#### Schriftliche Aufgabe
Übertrage alle folgenden Einträge in eine CSV-Datei mit den zwei Spalten „eingabe“ und „ausgabe“, eine Zeile pro Eintrag. Jede Zeile enthält den Text des Eintrags und seine Antwort, jeweils in einem Feld in Anführungszeichen, wobei Zeilenumbrüche durch Leerzeichen ersetzt werden.

┄┄┄┄┄┄

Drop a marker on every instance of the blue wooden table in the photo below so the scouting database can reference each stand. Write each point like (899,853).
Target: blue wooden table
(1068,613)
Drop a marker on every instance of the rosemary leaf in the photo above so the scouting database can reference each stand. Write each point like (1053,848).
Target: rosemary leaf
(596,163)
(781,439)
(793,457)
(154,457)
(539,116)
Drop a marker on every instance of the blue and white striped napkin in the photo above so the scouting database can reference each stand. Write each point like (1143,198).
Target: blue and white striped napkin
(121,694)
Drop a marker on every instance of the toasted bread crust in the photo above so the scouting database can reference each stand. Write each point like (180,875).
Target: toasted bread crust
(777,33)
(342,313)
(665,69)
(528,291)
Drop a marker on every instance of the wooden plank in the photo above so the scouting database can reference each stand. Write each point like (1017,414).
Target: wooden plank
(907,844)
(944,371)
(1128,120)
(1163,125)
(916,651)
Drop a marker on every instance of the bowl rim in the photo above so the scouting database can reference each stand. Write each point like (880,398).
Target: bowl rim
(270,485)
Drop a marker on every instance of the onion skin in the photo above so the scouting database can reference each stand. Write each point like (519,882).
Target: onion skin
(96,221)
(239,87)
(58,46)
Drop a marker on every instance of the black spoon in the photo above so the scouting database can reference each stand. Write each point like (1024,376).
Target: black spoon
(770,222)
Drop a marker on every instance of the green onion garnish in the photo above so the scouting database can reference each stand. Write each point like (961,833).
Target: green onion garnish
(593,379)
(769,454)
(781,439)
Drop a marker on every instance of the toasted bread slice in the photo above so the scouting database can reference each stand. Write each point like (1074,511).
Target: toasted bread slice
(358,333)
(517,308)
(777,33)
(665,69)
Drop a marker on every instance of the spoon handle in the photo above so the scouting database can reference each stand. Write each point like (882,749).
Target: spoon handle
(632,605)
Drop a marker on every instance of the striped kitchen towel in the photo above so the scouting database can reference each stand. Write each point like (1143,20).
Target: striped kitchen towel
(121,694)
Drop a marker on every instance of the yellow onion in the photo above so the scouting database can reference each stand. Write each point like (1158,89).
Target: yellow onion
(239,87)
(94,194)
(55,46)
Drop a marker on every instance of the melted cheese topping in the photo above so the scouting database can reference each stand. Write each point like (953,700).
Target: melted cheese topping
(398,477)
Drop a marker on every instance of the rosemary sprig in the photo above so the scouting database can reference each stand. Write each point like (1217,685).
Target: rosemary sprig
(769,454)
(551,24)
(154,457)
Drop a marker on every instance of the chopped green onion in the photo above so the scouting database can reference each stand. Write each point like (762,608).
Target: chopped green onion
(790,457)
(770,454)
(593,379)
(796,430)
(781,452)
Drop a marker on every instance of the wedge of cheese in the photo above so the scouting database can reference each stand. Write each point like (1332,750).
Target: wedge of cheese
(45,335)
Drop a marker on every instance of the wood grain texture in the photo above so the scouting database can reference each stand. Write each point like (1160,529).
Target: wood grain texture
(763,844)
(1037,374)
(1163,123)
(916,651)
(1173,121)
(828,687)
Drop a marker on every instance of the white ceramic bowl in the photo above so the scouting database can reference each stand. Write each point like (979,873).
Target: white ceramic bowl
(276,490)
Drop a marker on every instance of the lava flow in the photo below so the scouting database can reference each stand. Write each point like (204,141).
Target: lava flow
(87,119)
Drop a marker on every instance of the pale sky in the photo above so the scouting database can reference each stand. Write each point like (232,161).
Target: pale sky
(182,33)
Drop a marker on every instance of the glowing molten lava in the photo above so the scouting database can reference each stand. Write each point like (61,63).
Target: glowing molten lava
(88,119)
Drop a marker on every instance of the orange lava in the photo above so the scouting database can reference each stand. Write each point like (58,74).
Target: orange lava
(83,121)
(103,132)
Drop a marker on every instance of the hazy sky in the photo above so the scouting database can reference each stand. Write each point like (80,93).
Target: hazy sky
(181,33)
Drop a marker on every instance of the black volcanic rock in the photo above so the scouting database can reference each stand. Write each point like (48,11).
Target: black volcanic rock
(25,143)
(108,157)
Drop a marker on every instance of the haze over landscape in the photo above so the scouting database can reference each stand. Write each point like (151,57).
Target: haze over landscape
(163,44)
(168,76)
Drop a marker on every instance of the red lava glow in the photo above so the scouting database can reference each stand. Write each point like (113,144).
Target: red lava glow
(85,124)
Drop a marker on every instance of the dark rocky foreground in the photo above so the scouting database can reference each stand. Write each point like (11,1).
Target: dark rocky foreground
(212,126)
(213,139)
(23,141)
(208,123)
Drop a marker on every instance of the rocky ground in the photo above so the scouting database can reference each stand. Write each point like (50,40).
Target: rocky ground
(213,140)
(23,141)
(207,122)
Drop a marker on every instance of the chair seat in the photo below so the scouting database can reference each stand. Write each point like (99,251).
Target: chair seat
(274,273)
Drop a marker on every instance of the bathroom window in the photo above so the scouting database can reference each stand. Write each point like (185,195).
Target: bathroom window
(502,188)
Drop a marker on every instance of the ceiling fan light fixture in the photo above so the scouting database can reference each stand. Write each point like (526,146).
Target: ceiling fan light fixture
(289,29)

┄┄┄┄┄┄

#### Die Antwort
eingabe,ausgabe
"Drop a marker on every instance of the blue wooden table in the photo below so the scouting database can reference each stand. Write each point like (899,853). Target: blue wooden table","(1068,613)"
"Drop a marker on every instance of the rosemary leaf in the photo above so the scouting database can reference each stand. Write each point like (1053,848). Target: rosemary leaf","(596,163) (781,439) (793,457) (154,457) (539,116)"
"Drop a marker on every instance of the blue and white striped napkin in the photo above so the scouting database can reference each stand. Write each point like (1143,198). Target: blue and white striped napkin","(121,694)"
"Drop a marker on every instance of the toasted bread crust in the photo above so the scouting database can reference each stand. Write each point like (180,875). Target: toasted bread crust","(777,33) (342,313) (665,69) (528,291)"
"Drop a marker on every instance of the wooden plank in the photo above so the scouting database can reference each stand. Write each point like (1017,414). Target: wooden plank","(907,844) (944,371) (1128,120) (1163,125) (916,651)"
"Drop a marker on every instance of the bowl rim in the photo above so the scouting database can reference each stand. Write each point like (880,398). Target: bowl rim","(270,485)"
"Drop a marker on every instance of the onion skin in the photo above so the scouting database can reference each stand. Write each point like (519,882). Target: onion skin","(96,221) (239,87) (58,46)"
"Drop a marker on every instance of the black spoon in the photo above so the scouting database can reference each stand. Write each point like (1024,376). Target: black spoon","(770,222)"
"Drop a marker on every instance of the green onion garnish in the photo above so the scouting database can reference each stand. Write each point like (961,833). Target: green onion garnish","(593,379) (769,454) (781,439)"
"Drop a marker on every instance of the toasted bread slice in the photo above so the scouting database can reference each stand. Write each point like (1074,511). Target: toasted bread slice","(358,333) (517,308) (777,33) (665,69)"
"Drop a marker on every instance of the spoon handle in the photo above so the scouting database can reference each stand. Write each point like (882,749). Target: spoon handle","(632,605)"
"Drop a marker on every instance of the striped kitchen towel in the photo above so the scouting database can reference each stand. Write each point like (1143,20). Target: striped kitchen towel","(121,694)"
"Drop a marker on every instance of the yellow onion in the photo above so the scouting database can reference each stand. Write each point like (1158,89). Target: yellow onion","(239,87) (94,194) (55,46)"
"Drop a marker on every instance of the melted cheese topping in the photo above so the scouting database can reference each stand. Write each point like (953,700). Target: melted cheese topping","(398,477)"
"Drop a marker on every instance of the rosemary sprig in the photo above so the scouting database can reference each stand. Write each point like (1217,685). Target: rosemary sprig","(769,454) (551,24) (154,457)"
"Drop a marker on every instance of the chopped green onion in the photo above so the scouting database can reference each stand. Write each point like (762,608). Target: chopped green onion","(790,457) (770,454) (593,379) (796,430) (781,452)"
"Drop a marker on every instance of the wedge of cheese in the photo above so the scouting database can reference each stand. Write each point like (1332,750). Target: wedge of cheese","(45,335)"
"Drop a marker on every instance of the wood grain texture in the photo above so the scouting database can reference each stand. Write each point like (1160,529). Target: wood grain texture","(763,844) (1037,374) (1163,123) (916,651) (1173,121) (828,687)"
"Drop a marker on every instance of the white ceramic bowl in the photo above so the scouting database can reference each stand. Write each point like (979,873). Target: white ceramic bowl","(276,490)"
"Drop a marker on every instance of the lava flow in the photo below so the scouting database can reference each stand. Write each point like (204,141). Target: lava flow","(87,119)"
"Drop a marker on every instance of the pale sky in the photo above so the scouting database can reference each stand. Write each point like (232,161). Target: pale sky","(182,33)"
"Drop a marker on every instance of the glowing molten lava in the photo above so the scouting database can reference each stand. Write each point like (61,63). Target: glowing molten lava","(88,119)"
"Drop a marker on every instance of the orange lava in the photo above so the scouting database can reference each stand. Write each point like (58,74). Target: orange lava","(83,121) (103,132)"
"Drop a marker on every instance of the hazy sky in the photo above so the scouting database can reference each stand. Write each point like (80,93). Target: hazy sky","(181,33)"
"Drop a marker on every instance of the black volcanic rock in the photo above so the scouting database can reference each stand. Write each point like (48,11). Target: black volcanic rock","(25,143) (108,157)"
"Drop a marker on every instance of the haze over landscape in the photo above so the scouting database can reference each stand. Write each point like (151,57). Target: haze over landscape","(163,44) (168,76)"
"Drop a marker on every instance of the red lava glow in the photo above so the scouting database can reference each stand. Write each point like (113,144). Target: red lava glow","(85,124)"
"Drop a marker on every instance of the dark rocky foreground in the photo above so the scouting database can reference each stand. Write each point like (11,1). Target: dark rocky foreground","(212,126) (213,139) (23,141) (208,123)"
"Drop a marker on every instance of the rocky ground in the photo above so the scouting database can reference each stand. Write each point like (50,40). Target: rocky ground","(213,140) (23,141) (207,122)"
"Drop a marker on every instance of the chair seat in the photo below so the scouting database can reference each stand. Write each point like (99,251). Target: chair seat","(274,273)"
"Drop a marker on every instance of the bathroom window in the photo above so the scouting database can reference each stand. Write each point like (185,195). Target: bathroom window","(502,188)"
"Drop a marker on every instance of the ceiling fan light fixture in the photo above so the scouting database can reference each stand. Write each point like (526,146). Target: ceiling fan light fixture","(289,29)"